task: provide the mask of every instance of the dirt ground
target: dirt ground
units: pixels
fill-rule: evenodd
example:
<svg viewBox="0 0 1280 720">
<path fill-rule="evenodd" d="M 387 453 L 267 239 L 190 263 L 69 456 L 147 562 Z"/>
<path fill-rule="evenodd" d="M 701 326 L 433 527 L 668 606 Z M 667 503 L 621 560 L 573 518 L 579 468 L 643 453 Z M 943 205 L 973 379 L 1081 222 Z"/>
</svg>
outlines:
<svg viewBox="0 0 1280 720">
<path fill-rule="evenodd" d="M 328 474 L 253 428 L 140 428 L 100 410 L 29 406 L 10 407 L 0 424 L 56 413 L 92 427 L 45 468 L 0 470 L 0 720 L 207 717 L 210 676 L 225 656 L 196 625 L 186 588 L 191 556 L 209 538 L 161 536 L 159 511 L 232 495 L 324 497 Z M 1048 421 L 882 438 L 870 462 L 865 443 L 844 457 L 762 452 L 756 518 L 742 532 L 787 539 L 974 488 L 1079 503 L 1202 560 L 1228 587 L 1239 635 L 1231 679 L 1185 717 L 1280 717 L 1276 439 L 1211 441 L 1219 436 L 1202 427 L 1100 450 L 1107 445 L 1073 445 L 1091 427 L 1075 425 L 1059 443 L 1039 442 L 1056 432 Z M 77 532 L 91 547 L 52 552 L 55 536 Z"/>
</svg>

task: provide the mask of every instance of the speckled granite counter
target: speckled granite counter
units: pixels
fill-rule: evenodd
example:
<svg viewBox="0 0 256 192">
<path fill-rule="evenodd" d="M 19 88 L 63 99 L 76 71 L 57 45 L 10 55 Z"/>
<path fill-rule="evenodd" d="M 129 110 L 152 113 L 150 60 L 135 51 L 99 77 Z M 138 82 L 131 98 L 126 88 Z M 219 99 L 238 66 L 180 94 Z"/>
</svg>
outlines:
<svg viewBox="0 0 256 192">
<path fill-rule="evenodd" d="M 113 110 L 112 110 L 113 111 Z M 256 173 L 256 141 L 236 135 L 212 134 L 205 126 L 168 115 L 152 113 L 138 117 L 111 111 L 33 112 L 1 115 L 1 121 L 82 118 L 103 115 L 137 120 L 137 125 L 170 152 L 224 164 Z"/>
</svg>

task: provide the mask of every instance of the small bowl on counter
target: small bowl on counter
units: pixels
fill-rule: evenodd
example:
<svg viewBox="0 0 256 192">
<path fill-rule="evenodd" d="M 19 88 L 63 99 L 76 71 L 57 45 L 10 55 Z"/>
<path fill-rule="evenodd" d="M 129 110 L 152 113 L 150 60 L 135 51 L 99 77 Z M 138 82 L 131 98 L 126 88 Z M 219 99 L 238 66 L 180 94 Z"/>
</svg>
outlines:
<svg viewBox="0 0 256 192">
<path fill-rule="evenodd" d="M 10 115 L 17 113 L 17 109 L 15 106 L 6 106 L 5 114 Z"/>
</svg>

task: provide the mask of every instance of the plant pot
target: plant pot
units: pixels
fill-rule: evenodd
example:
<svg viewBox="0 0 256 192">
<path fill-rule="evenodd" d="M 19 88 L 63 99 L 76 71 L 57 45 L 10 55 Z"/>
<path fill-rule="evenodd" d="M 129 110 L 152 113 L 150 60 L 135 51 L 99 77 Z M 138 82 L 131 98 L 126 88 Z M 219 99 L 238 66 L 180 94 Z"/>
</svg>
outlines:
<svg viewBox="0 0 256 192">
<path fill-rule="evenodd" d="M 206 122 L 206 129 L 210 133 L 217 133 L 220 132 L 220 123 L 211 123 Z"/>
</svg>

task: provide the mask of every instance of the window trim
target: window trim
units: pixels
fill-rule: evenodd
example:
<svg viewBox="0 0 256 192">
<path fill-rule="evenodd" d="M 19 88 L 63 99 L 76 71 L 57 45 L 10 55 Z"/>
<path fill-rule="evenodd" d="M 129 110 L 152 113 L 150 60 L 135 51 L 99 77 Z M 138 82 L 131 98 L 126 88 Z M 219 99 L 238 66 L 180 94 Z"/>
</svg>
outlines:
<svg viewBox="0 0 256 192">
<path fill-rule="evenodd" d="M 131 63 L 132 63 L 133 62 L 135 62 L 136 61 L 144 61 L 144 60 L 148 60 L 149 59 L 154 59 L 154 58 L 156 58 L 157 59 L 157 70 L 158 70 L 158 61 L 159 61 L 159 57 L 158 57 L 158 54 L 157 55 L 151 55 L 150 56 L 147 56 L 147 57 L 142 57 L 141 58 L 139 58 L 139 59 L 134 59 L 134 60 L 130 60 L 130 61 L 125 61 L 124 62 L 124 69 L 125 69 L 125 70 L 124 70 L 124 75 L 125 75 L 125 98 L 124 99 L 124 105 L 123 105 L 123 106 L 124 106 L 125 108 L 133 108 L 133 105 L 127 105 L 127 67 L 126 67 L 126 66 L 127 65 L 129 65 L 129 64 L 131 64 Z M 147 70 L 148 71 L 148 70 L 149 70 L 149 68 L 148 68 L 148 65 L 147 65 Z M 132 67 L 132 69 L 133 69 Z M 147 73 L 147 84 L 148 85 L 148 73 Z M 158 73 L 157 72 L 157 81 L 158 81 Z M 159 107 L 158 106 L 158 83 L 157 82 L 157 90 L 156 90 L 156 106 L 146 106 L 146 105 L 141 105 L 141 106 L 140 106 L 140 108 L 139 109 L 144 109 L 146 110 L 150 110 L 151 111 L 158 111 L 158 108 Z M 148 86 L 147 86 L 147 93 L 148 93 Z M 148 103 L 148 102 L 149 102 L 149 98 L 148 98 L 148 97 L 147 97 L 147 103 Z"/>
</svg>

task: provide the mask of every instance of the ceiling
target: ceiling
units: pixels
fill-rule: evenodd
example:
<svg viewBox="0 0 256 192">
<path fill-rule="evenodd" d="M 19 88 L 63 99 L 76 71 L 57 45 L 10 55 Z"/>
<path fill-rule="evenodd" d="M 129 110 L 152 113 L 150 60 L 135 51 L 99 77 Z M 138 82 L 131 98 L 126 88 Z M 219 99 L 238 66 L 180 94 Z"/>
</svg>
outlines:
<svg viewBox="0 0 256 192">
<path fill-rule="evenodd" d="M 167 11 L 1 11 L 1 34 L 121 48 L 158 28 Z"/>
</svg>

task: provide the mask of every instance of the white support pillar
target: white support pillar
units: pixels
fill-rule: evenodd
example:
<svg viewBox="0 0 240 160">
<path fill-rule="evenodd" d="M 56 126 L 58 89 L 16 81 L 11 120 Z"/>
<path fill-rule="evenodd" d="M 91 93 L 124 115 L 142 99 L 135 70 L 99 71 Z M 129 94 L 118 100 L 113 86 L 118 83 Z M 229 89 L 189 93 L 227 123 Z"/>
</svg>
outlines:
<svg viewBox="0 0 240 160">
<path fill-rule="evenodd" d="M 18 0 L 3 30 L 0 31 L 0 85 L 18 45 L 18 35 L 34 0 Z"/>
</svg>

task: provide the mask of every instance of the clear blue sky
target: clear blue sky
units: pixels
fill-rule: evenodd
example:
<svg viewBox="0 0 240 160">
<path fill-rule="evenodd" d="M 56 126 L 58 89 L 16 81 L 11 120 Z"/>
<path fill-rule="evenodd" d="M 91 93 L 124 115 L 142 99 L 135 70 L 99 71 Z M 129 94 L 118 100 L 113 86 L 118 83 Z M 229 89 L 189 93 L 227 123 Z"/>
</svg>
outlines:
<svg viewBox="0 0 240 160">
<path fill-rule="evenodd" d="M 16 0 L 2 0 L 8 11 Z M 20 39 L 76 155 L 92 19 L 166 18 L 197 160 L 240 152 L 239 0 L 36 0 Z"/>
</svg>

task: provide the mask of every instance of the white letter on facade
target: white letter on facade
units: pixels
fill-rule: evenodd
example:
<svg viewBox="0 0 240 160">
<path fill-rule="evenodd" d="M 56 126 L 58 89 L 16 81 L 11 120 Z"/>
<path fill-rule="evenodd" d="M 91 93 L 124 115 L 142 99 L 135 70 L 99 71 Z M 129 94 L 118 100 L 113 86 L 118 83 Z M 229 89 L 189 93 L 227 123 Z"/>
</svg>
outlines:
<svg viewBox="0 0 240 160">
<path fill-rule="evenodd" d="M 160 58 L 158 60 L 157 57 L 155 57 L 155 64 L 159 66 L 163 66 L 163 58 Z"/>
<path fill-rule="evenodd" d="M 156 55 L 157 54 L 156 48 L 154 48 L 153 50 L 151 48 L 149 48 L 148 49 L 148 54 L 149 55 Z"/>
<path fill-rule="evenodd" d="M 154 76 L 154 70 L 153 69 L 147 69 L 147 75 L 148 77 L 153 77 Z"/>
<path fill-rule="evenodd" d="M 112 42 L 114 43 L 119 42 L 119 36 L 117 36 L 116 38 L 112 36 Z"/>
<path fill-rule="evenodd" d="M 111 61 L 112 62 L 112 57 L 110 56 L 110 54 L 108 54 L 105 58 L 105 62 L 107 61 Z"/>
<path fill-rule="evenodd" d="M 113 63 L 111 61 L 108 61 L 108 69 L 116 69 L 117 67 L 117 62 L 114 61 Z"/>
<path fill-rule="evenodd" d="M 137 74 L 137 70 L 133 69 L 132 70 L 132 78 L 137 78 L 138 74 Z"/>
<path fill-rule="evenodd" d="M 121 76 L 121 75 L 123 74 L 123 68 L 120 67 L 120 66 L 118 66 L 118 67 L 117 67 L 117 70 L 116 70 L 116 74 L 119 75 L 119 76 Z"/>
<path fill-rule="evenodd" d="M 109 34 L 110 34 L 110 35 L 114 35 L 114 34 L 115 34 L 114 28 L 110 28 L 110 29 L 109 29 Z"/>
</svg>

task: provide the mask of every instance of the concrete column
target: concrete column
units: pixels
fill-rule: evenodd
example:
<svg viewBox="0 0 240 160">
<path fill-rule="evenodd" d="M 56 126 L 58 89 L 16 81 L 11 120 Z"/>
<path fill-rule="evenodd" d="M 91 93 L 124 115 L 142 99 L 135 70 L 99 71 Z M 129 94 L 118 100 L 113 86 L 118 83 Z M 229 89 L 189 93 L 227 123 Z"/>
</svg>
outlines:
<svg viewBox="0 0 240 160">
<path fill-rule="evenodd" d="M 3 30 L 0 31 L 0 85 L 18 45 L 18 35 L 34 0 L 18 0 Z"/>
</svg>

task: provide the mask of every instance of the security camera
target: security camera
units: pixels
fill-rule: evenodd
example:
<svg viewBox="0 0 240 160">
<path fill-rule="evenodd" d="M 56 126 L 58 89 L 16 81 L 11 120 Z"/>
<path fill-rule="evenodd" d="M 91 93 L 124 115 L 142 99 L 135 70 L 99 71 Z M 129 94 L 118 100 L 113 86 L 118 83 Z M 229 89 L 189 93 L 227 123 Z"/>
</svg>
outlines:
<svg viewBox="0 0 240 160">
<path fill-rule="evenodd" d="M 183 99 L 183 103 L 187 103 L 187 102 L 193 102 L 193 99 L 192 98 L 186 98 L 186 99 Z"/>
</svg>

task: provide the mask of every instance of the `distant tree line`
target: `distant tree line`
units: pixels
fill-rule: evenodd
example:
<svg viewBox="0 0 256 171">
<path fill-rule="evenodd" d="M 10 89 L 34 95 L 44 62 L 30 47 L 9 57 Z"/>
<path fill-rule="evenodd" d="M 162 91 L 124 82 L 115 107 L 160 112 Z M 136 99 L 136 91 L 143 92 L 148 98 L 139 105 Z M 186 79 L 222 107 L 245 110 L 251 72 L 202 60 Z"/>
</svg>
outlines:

■ ■ ■ ■

■ **What is being asked**:
Convert the lines from the first one above through the line containing "387 453 L 267", inclusive, into a JSON list of strings with one string per line, leaving out any blank lines.

■ **Reply to the task**:
[
  "task: provide the mask of every instance of the dirt ground",
  "target: dirt ground",
  "units: pixels",
  "fill-rule: evenodd",
  "example:",
  "<svg viewBox=\"0 0 1280 720\">",
  "<path fill-rule=\"evenodd\" d=\"M 387 453 L 267 239 L 190 263 L 69 456 L 147 562 Z\"/>"
]